**ACTIVITY**
Your job is to set down the stretch of entries that opens with the line containing "walkway in the photo above." and closes with the line containing "window in the photo above.". Keep both end lines, copy each exactly, and add nothing.
MATERIAL SHOWN: Begin
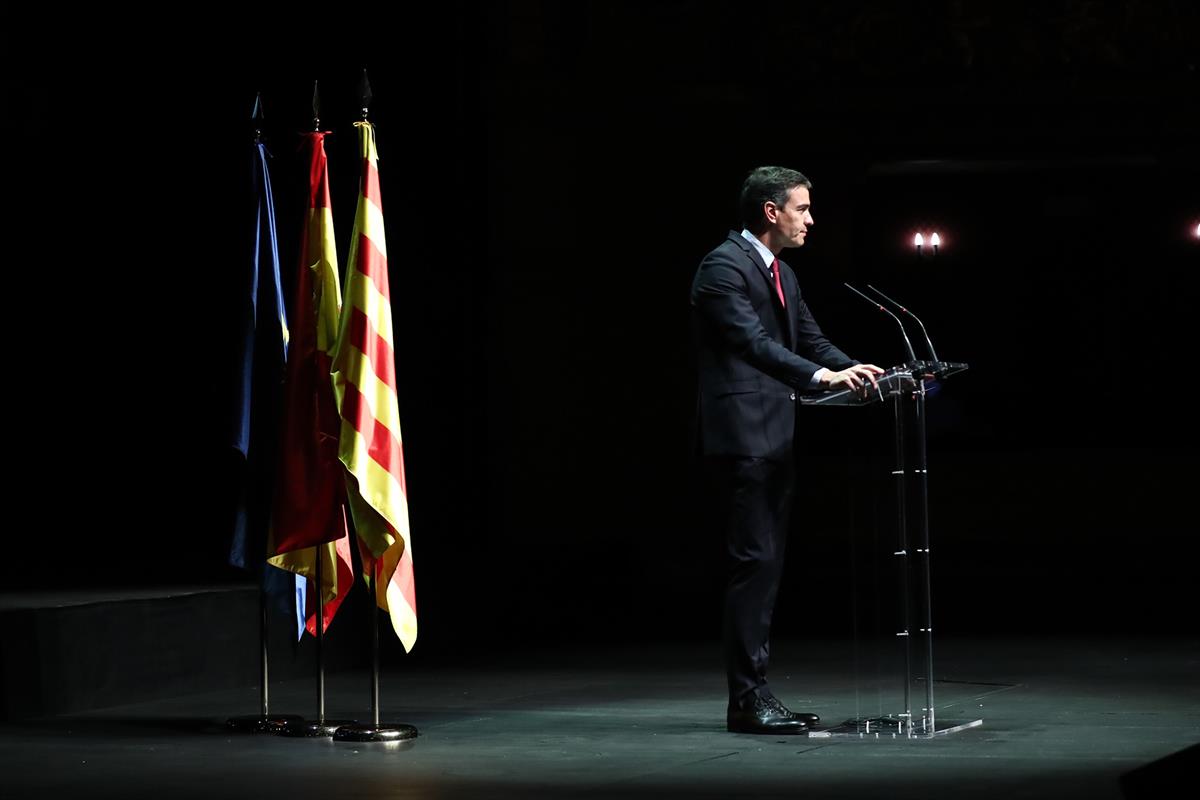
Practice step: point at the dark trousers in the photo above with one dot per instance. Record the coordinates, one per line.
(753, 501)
MATERIAL SHOWN: End
MATERIAL SHOWN: Begin
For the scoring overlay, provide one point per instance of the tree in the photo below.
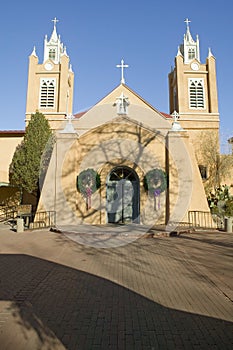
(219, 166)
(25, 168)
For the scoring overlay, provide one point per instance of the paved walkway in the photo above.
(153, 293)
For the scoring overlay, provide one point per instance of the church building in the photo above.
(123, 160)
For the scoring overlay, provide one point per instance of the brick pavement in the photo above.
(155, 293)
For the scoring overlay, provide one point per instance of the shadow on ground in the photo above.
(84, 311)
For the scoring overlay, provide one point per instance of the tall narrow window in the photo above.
MATERIAL SHOWN: End
MATERIAL SHOWN: Begin
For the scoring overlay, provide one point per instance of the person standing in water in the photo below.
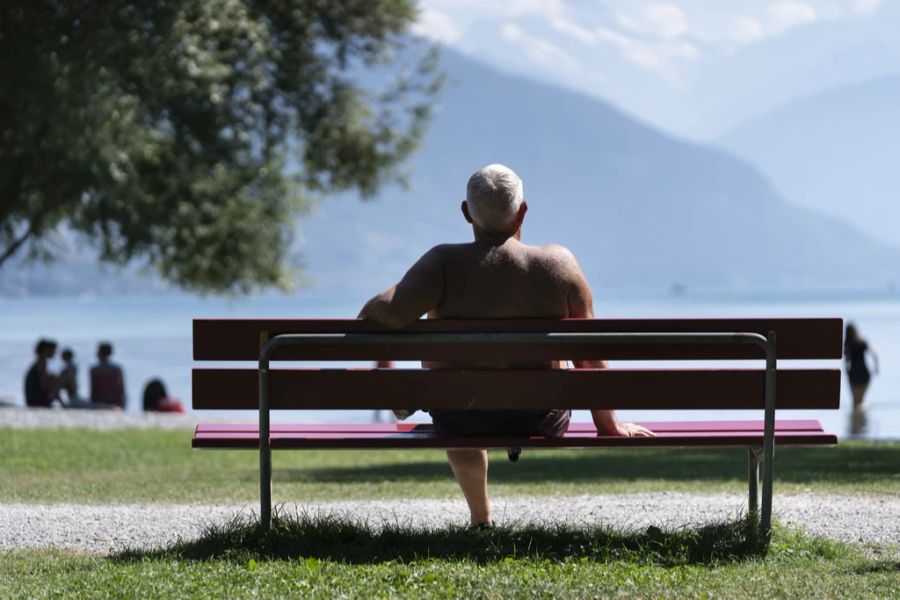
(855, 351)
MATERIAL SHOWN: End
**RESPONSE AREA**
For the scoring overlay, provide one point per instance of the paved walkway in the photo above.
(153, 293)
For the scoring overlay, provide one point per instance of the church building in the photo above.
(123, 160)
For the scoring overlay, provide one point per instance of the brick pavement in the photo above.
(155, 293)
For the scoring overlay, provide one point per instance of the shadow on ground in the photo above.
(84, 311)
For the scoring overlay, provide one point per instance of the tall narrow window in the photo above.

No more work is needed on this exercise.